- **YOUR TASKS**:
1) From the post on the Senate vote, return the passage starting with "The Greens say" and going on through "the same legislation.", copied word for word.
2) In one to three sentences, explain what objection the post on the Senate vote gives for the Greens.

- **SOURCE EXTRACT**:
Australian Senate kills emissions trading scheme bills
Posted by Big Gav in australia, carbon trading, global warming
The SMH reports that Australia's emission trading scheme legislation has been rejected by the Senate - Senate kills emissions trading scheme bills.
The Senate has defeated legislation to establish an emissions trading scheme, forcing the Government to negotiate with the Opposition or persist with its bill with the threat of an early election.
Just after 11am, the Opposition, Greens, and the independents, Nick Xenophon and Steve Fielding, voted to defeat the package of 11 bills that sought to establish a scheme from 2011 onwards.
The Greens say the Government's 2020 emissions reduction targets - between an unconditional 5 per cent and a highly-conditional 25 per cent - are too timid.
The Coalition and independent senator Nick Xenophon want the Government to consider an alternative scheme, based on a model they commissioned from Frontier Economics.
Family First's Steve Fielding is yet to be convinced human activity is causing global warming.
In the end the Senate voted 42 to 30 to reject the bills.
The Government must now wait three months before reintroducing the same legislation.

- **RAW DATA**:
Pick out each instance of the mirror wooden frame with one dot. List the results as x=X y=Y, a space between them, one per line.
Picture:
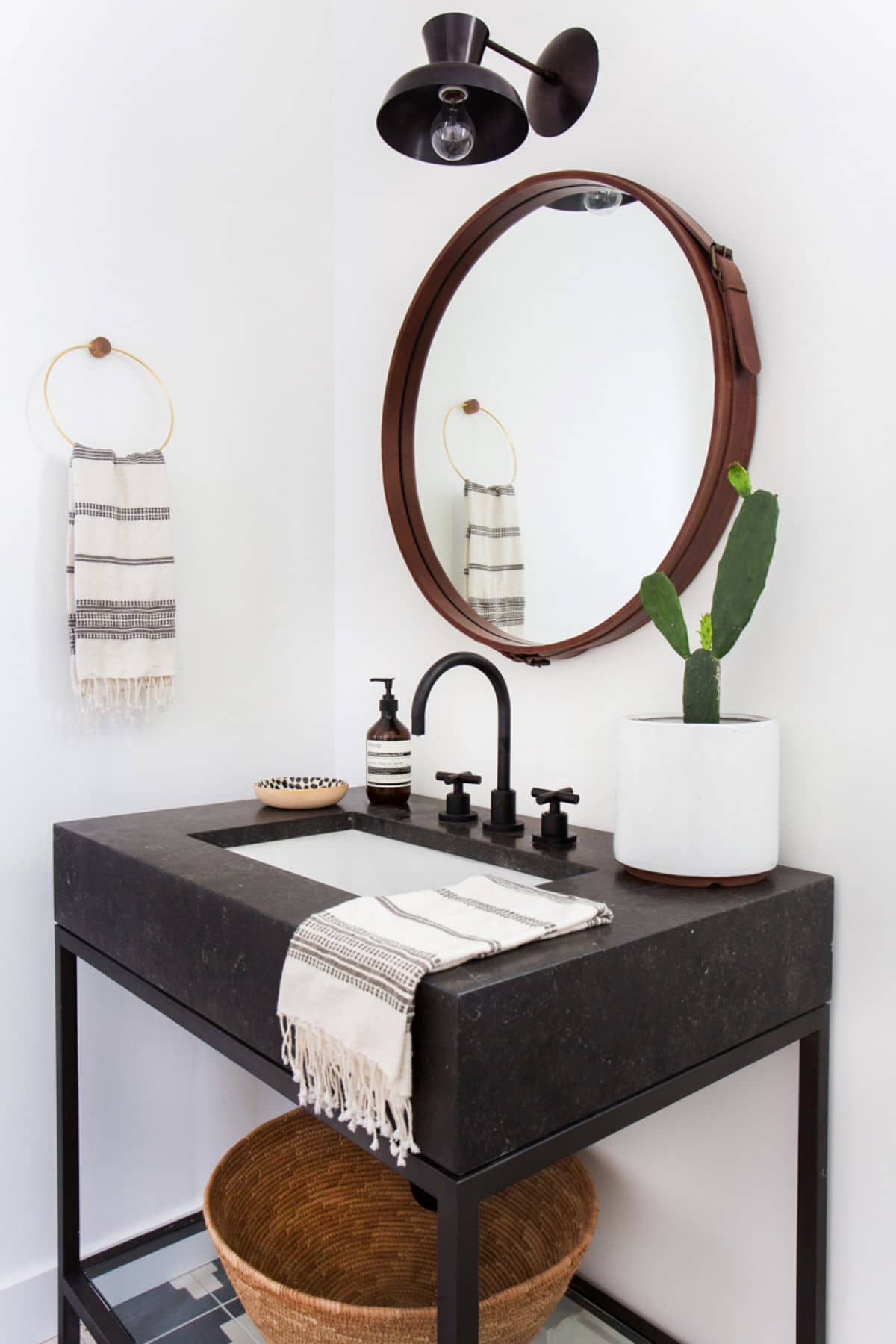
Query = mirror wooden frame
x=736 y=366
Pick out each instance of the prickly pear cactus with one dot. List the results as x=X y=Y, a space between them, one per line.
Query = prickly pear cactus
x=662 y=605
x=743 y=567
x=739 y=582
x=703 y=682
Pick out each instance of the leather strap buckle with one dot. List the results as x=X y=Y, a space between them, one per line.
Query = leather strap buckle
x=719 y=250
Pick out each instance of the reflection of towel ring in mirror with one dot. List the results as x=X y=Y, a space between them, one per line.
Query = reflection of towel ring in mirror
x=470 y=408
x=100 y=347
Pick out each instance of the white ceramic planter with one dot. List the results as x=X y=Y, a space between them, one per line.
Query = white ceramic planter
x=697 y=803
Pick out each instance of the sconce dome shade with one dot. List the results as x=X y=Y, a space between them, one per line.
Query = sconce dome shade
x=405 y=120
x=556 y=105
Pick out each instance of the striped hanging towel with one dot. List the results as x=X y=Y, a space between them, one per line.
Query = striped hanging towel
x=494 y=561
x=349 y=979
x=120 y=579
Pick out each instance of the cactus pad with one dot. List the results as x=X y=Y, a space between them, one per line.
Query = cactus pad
x=703 y=679
x=743 y=569
x=664 y=608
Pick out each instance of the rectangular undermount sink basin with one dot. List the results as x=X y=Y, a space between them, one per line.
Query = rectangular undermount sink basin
x=373 y=866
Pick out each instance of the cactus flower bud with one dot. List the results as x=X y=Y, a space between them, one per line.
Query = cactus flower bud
x=739 y=477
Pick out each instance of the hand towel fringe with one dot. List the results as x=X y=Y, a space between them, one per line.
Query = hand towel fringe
x=341 y=1082
x=124 y=695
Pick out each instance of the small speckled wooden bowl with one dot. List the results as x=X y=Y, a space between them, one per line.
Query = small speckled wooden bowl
x=300 y=791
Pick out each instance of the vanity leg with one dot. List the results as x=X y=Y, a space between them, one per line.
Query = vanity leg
x=812 y=1189
x=67 y=1136
x=458 y=1268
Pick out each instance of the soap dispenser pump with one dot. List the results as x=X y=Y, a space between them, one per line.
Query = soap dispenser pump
x=388 y=753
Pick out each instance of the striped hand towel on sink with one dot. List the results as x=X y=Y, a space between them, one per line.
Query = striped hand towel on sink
x=494 y=558
x=349 y=979
x=120 y=579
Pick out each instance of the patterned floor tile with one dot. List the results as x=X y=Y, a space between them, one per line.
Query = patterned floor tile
x=163 y=1310
x=215 y=1327
x=214 y=1281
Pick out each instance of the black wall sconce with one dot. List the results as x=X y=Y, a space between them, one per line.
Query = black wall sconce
x=455 y=112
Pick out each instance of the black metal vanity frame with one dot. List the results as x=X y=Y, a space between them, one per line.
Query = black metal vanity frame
x=458 y=1196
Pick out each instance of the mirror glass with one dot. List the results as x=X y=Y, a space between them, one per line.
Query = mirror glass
x=583 y=332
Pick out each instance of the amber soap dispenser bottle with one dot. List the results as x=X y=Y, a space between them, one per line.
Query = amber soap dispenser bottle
x=388 y=753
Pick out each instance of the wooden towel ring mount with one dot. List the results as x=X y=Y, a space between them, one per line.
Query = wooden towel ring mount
x=470 y=406
x=100 y=347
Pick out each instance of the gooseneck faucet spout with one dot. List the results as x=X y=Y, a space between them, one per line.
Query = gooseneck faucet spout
x=504 y=819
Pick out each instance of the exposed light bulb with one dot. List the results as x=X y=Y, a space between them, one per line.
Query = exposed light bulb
x=602 y=199
x=453 y=134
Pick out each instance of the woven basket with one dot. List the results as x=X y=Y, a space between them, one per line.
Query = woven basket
x=328 y=1246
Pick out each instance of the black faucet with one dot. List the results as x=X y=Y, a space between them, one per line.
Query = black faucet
x=504 y=819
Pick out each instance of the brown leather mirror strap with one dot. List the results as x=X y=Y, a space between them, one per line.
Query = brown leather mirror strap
x=731 y=287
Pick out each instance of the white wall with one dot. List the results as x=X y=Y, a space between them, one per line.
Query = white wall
x=773 y=128
x=155 y=191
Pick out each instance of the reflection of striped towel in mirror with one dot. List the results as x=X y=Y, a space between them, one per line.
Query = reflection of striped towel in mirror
x=494 y=558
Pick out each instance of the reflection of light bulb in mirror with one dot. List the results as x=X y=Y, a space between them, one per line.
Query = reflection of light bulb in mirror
x=453 y=134
x=602 y=199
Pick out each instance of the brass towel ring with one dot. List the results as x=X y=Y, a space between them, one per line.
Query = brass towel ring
x=470 y=408
x=100 y=347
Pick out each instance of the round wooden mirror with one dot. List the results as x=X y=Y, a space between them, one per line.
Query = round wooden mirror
x=570 y=383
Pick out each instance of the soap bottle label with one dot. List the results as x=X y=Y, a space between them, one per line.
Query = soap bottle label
x=388 y=765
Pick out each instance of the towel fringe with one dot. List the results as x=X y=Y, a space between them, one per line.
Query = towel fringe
x=122 y=697
x=336 y=1081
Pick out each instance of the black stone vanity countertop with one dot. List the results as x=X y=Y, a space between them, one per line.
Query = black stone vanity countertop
x=505 y=1050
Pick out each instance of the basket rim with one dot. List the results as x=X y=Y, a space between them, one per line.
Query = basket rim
x=296 y=1297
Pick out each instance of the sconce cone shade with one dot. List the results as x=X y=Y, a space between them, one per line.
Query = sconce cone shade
x=454 y=43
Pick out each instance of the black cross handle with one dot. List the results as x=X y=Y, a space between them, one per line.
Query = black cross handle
x=555 y=824
x=457 y=804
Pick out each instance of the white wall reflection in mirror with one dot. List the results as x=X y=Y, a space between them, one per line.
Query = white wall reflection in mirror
x=586 y=335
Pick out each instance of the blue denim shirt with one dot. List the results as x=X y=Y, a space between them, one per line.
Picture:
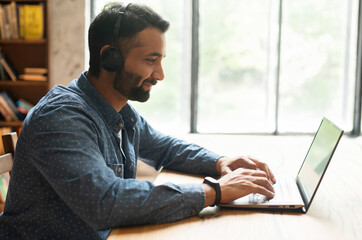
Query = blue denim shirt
x=67 y=182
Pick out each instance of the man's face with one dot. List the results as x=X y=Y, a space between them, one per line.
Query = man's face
x=142 y=67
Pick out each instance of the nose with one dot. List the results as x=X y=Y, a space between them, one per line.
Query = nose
x=158 y=72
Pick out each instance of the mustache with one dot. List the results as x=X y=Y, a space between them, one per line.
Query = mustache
x=151 y=81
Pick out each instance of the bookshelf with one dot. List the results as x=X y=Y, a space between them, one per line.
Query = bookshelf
x=25 y=53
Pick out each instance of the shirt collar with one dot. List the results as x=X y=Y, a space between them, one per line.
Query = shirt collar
x=104 y=108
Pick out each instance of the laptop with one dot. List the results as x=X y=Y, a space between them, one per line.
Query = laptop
x=298 y=193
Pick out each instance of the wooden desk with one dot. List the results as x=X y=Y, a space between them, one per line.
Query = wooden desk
x=336 y=212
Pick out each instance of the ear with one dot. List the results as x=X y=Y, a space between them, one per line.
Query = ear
x=103 y=48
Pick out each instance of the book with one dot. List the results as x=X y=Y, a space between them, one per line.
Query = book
x=36 y=70
x=12 y=19
x=9 y=68
x=23 y=106
x=31 y=21
x=4 y=186
x=12 y=105
x=33 y=77
x=2 y=74
x=6 y=111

- **RESPONSES FOR EACH TASK**:
1)
The Greens say the Government's 2020 emissions reduction targets - between an unconditional 5 per cent and a highly-conditional 25 per cent - are too timid.
The Coalition and independent senator Nick Xenophon want the Government to consider an alternative scheme, based on a model they commissioned from Frontier Economics.
Family First's Steve Fielding is yet to be convinced human activity is causing global warming.
In the end the Senate voted 42 to 30 to reject the bills.
The Government must now wait three months before reintroducing the same legislation.

2) The Greens say the Government's 2020 emissions reduction targets are too timid. Those targets range from an unconditional 5 per cent to a highly-conditional 25 per cent.